── Input rows ──
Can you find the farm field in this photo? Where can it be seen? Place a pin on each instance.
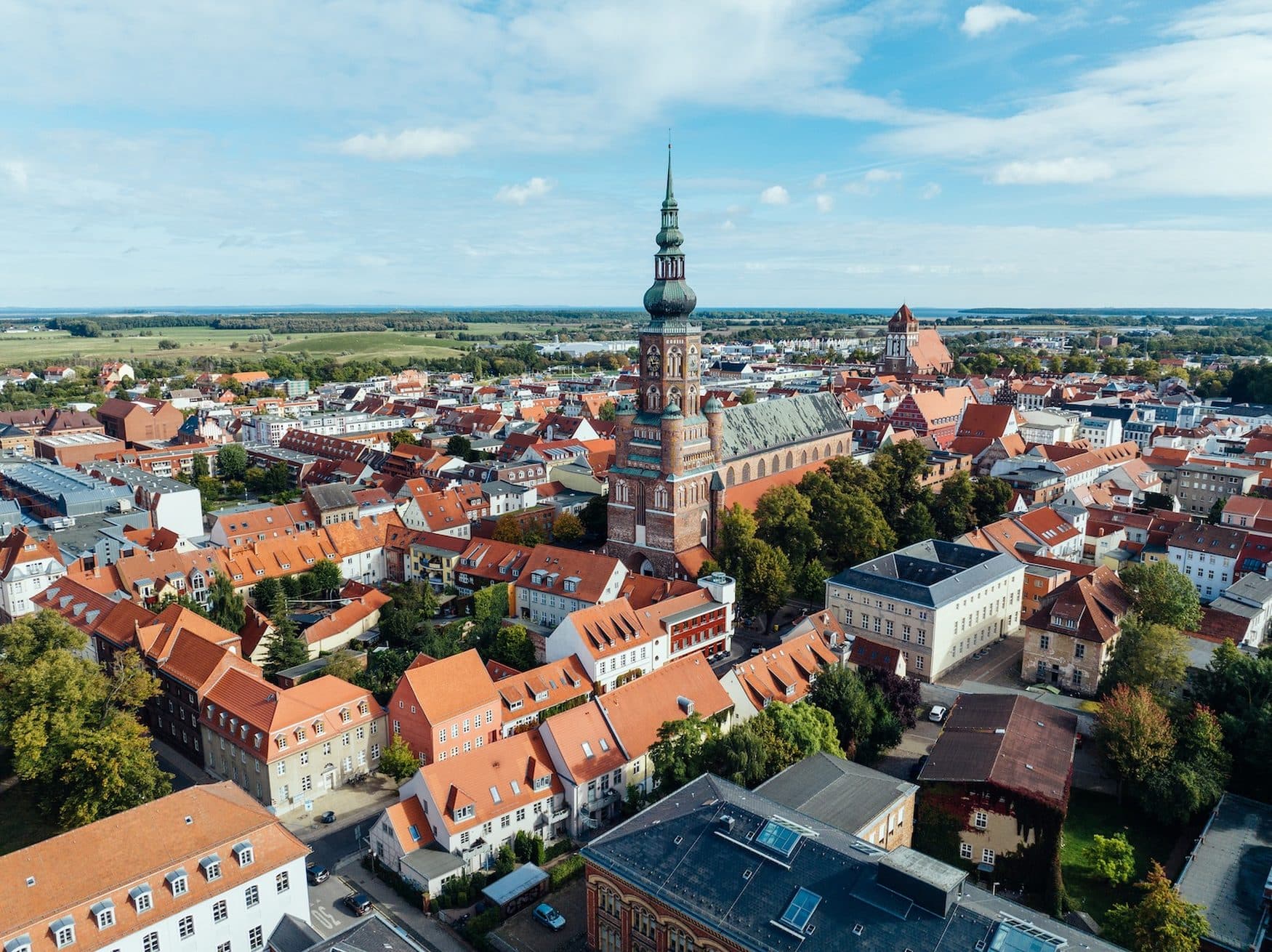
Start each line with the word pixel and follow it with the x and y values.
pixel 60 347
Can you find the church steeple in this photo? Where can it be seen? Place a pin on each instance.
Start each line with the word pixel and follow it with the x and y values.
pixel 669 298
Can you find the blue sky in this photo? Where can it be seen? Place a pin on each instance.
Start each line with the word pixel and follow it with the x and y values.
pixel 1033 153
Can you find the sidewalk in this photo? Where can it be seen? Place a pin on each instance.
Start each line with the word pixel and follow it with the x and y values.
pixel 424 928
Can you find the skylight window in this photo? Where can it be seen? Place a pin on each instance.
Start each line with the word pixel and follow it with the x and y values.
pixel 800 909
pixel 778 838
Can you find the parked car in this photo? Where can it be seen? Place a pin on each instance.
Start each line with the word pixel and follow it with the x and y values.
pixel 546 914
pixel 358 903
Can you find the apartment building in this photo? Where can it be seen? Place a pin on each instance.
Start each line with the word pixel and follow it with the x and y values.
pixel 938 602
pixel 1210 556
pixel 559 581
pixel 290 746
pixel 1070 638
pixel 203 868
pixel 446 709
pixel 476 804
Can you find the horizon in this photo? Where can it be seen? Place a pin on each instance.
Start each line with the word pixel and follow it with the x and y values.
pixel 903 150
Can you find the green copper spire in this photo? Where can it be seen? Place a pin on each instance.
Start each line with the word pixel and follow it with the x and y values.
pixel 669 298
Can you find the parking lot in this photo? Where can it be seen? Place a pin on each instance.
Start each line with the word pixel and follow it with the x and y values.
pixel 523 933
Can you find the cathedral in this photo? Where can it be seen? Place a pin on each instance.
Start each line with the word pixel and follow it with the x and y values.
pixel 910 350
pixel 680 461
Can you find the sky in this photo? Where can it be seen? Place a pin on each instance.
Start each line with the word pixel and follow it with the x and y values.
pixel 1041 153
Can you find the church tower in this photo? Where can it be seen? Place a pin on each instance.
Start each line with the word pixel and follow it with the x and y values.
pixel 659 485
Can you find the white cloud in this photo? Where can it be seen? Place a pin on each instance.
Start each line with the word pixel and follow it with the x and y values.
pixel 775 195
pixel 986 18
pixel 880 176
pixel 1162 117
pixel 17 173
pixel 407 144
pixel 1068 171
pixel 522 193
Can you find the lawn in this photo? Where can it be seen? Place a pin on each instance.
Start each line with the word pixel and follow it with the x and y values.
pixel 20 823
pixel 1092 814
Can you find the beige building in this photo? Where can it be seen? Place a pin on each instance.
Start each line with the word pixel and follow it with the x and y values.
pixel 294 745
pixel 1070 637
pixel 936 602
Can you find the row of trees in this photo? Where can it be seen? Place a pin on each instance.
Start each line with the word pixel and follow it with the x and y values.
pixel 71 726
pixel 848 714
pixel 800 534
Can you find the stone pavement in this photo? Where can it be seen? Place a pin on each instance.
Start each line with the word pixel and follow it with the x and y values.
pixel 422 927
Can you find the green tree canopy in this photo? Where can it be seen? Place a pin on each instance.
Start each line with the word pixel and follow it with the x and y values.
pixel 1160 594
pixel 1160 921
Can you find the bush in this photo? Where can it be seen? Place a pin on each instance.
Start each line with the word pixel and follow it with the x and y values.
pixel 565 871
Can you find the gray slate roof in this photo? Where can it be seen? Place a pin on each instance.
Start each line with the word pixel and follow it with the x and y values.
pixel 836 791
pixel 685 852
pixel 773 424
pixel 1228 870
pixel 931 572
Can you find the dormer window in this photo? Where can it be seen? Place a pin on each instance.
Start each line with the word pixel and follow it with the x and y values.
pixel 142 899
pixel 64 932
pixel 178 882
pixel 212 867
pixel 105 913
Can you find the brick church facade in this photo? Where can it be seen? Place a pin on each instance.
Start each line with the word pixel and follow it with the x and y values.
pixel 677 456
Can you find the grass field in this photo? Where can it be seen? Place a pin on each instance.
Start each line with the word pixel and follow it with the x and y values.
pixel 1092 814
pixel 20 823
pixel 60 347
───
── Input rows ──
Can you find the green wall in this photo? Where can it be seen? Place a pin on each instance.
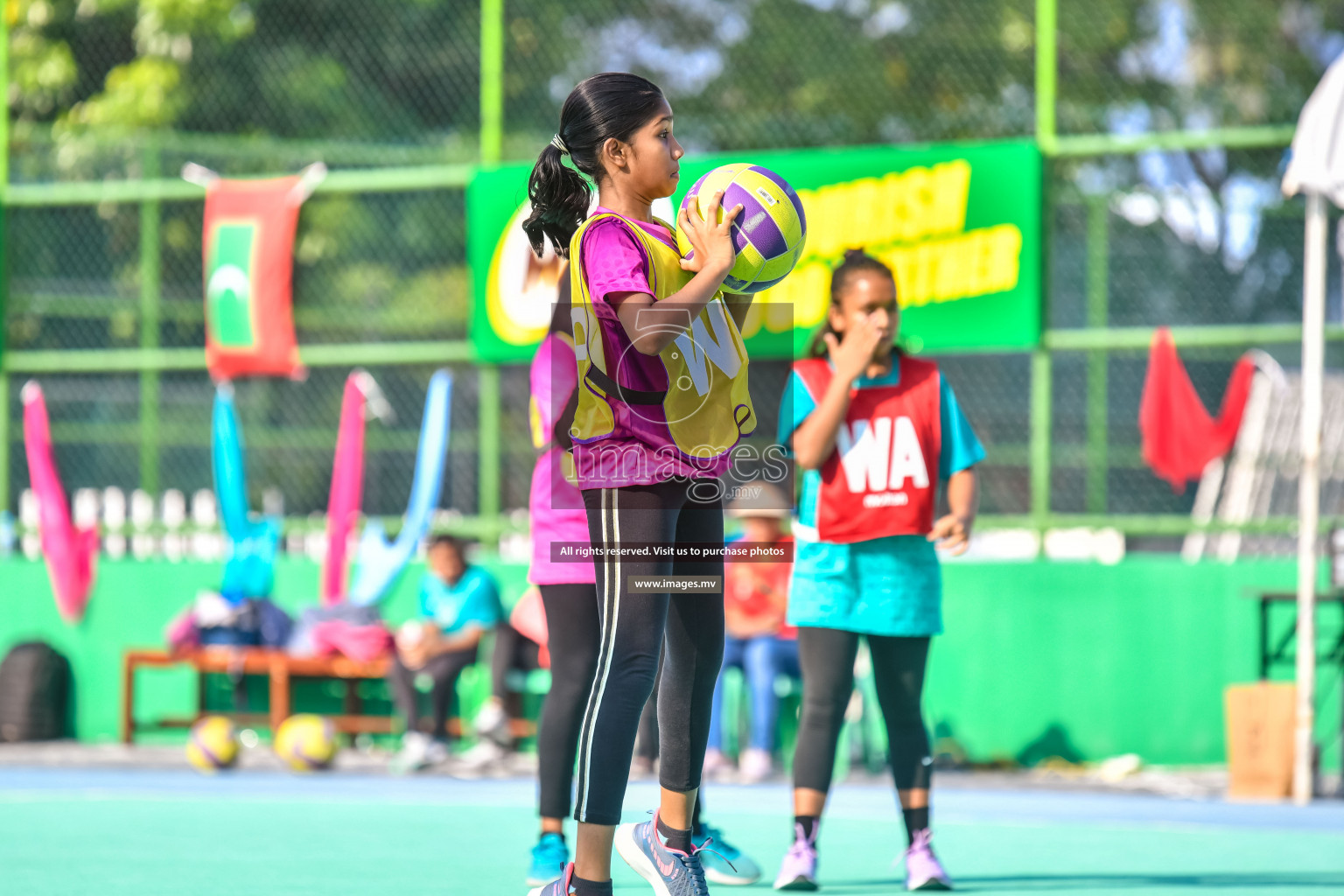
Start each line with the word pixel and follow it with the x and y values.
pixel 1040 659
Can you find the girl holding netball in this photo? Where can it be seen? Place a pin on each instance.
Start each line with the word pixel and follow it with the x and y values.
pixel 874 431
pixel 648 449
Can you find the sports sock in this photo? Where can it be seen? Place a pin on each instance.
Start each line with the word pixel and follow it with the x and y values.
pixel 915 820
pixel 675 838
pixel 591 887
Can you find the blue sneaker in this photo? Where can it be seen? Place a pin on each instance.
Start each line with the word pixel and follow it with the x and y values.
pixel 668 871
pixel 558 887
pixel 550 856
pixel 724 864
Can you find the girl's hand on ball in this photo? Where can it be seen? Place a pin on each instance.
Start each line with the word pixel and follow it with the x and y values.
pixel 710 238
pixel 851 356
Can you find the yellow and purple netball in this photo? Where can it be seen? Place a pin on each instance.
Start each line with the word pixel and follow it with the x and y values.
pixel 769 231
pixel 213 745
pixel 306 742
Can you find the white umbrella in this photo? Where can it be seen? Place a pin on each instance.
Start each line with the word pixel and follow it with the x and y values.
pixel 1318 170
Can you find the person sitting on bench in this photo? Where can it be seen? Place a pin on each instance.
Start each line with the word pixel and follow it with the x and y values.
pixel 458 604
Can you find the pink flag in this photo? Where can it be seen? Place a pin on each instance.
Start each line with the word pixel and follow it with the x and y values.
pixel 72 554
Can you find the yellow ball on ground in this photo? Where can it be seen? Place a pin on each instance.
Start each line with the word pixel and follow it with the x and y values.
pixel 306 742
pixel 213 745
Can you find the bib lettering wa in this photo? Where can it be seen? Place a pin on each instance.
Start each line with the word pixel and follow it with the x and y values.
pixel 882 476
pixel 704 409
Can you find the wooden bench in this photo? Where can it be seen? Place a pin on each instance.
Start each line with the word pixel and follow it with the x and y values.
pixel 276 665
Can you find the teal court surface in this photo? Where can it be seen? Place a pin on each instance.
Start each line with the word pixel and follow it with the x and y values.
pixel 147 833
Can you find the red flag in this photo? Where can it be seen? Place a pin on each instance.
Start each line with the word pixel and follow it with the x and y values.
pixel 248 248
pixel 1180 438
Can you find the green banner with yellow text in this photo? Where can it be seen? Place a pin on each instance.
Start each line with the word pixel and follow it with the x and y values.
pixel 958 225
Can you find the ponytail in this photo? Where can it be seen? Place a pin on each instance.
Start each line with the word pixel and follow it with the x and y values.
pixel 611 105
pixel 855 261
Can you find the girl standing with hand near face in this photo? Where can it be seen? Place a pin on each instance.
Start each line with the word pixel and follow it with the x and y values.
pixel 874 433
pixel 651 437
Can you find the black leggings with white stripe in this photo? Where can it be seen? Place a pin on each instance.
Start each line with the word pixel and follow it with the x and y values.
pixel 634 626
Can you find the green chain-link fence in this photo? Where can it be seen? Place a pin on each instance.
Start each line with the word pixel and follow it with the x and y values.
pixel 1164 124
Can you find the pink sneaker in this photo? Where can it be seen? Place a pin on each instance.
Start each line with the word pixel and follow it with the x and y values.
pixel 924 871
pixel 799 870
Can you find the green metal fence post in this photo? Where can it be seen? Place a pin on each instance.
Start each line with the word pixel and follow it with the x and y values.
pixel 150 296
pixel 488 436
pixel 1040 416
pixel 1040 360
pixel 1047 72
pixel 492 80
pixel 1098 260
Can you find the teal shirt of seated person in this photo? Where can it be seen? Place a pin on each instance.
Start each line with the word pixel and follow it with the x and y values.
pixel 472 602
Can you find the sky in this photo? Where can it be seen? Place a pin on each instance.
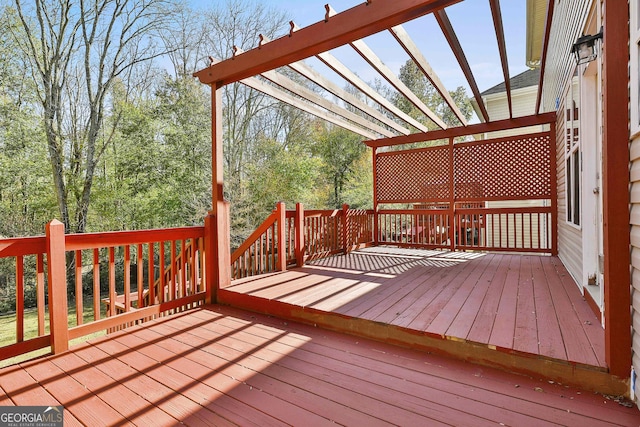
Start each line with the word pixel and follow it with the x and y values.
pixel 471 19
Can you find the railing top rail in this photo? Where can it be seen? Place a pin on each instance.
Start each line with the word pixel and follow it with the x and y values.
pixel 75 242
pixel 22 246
───
── Input rows ──
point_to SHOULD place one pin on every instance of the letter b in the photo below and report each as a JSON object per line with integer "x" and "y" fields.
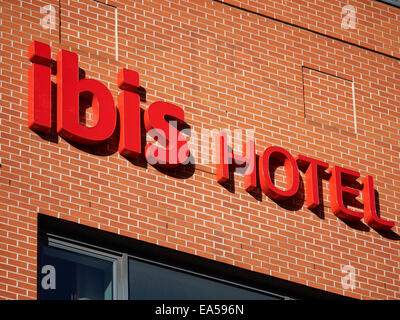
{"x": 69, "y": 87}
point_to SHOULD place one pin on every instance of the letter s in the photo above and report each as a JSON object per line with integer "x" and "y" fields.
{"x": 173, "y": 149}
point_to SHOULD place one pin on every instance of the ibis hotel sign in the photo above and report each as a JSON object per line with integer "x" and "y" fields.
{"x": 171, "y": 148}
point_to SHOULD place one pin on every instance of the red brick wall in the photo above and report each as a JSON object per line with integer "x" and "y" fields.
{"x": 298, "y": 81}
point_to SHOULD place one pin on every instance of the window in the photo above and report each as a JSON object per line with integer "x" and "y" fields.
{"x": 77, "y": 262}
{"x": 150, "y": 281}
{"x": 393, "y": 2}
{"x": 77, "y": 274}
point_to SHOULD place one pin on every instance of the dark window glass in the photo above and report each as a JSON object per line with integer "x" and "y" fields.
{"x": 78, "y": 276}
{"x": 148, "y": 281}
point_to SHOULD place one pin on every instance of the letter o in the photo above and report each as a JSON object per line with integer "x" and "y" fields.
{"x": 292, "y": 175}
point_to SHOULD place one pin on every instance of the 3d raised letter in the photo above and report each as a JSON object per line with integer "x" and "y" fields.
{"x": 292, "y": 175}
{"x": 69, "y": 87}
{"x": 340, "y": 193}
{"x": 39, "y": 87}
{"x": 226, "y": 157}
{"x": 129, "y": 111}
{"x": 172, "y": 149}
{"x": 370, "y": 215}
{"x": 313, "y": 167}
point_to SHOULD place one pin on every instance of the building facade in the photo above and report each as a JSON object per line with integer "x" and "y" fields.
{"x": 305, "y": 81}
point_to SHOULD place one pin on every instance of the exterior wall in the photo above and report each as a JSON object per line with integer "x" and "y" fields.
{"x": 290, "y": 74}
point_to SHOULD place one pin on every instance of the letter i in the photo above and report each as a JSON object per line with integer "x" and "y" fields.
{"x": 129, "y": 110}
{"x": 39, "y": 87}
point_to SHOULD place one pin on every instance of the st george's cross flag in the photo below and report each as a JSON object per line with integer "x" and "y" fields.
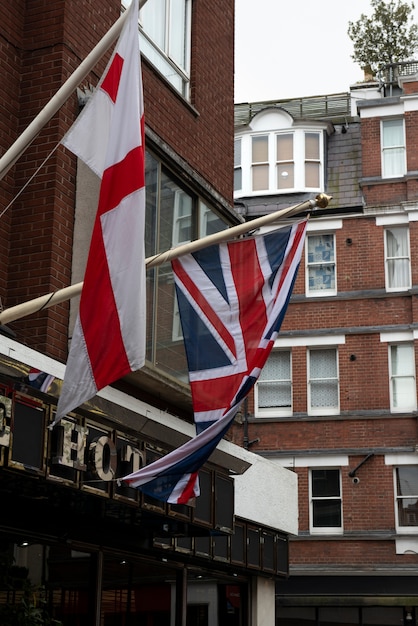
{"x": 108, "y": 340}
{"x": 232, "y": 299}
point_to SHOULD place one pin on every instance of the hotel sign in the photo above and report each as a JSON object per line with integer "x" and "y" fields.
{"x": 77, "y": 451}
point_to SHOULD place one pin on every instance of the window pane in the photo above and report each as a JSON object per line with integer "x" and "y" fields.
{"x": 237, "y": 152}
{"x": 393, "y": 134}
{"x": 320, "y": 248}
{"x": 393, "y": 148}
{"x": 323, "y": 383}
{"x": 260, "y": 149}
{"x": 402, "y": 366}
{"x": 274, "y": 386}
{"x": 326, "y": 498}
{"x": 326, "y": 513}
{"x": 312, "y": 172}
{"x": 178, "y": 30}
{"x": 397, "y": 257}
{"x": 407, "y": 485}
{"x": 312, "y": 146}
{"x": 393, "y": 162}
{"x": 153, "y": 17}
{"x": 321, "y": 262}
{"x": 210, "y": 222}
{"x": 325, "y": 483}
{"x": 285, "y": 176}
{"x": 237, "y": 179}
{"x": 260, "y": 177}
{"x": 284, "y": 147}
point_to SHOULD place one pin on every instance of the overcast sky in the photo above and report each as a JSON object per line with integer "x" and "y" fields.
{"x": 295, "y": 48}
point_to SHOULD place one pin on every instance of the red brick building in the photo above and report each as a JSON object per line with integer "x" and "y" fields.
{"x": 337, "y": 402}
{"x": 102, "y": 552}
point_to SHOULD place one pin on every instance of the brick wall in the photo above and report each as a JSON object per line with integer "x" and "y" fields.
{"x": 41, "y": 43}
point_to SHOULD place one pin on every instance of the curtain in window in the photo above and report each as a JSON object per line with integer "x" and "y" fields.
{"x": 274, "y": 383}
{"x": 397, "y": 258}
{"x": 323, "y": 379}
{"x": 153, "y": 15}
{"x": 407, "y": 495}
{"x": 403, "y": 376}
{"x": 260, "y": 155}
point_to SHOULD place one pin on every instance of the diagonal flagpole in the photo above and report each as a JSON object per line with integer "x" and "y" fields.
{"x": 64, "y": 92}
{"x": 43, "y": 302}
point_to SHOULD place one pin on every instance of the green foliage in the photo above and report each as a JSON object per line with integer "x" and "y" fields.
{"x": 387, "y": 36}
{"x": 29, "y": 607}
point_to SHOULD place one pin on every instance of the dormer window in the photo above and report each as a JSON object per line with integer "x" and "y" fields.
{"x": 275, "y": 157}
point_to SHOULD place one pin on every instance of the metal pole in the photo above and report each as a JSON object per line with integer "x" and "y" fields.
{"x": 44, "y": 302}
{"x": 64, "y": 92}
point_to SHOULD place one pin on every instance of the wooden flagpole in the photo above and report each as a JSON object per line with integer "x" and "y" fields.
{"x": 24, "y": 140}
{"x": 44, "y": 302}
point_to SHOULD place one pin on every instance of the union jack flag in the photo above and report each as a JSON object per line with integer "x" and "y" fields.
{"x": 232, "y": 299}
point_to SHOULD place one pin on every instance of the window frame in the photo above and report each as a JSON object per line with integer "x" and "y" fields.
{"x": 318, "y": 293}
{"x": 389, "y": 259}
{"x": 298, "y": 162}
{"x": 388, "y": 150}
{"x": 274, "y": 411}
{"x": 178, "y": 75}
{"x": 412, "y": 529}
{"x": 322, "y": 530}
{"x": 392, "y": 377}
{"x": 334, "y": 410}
───
Please give the rows again starting at the line containing "Can you find the pink sneaker" and ending at the line containing "pixel 22 246", substituting "occurrence" for "instance" and changing nothing else. Omit the pictures from your answer.

Can you find the pink sneaker in this photo? Where can it be seen? Place a pin on each occurrence.
Start each line with the word pixel and follow it with the x and y values.
pixel 924 871
pixel 799 870
Can you find the green metal fence post in this photo? Where can it be seen? Place a pin on each occurrence.
Start each line with the word pixel and follow it with the x and y values.
pixel 150 296
pixel 488 436
pixel 1040 416
pixel 1040 360
pixel 1047 72
pixel 492 80
pixel 1098 260
Can you find the teal shirt of seated person in this photo? Where can it be seen? Place a pin on each occurrence.
Start each line with the word pixel and follow it with the x and y values.
pixel 472 602
Can you find the sky in this photo? Where can it be seen? Place a pin on each occurrence.
Start each line with the word pixel and follow it with the x and y values.
pixel 471 19
Can you find the railing top rail in this photo? Where can it be seen? Place a pin on each occurrence.
Start each line with the word pixel and follow it with the x and y values.
pixel 75 242
pixel 22 246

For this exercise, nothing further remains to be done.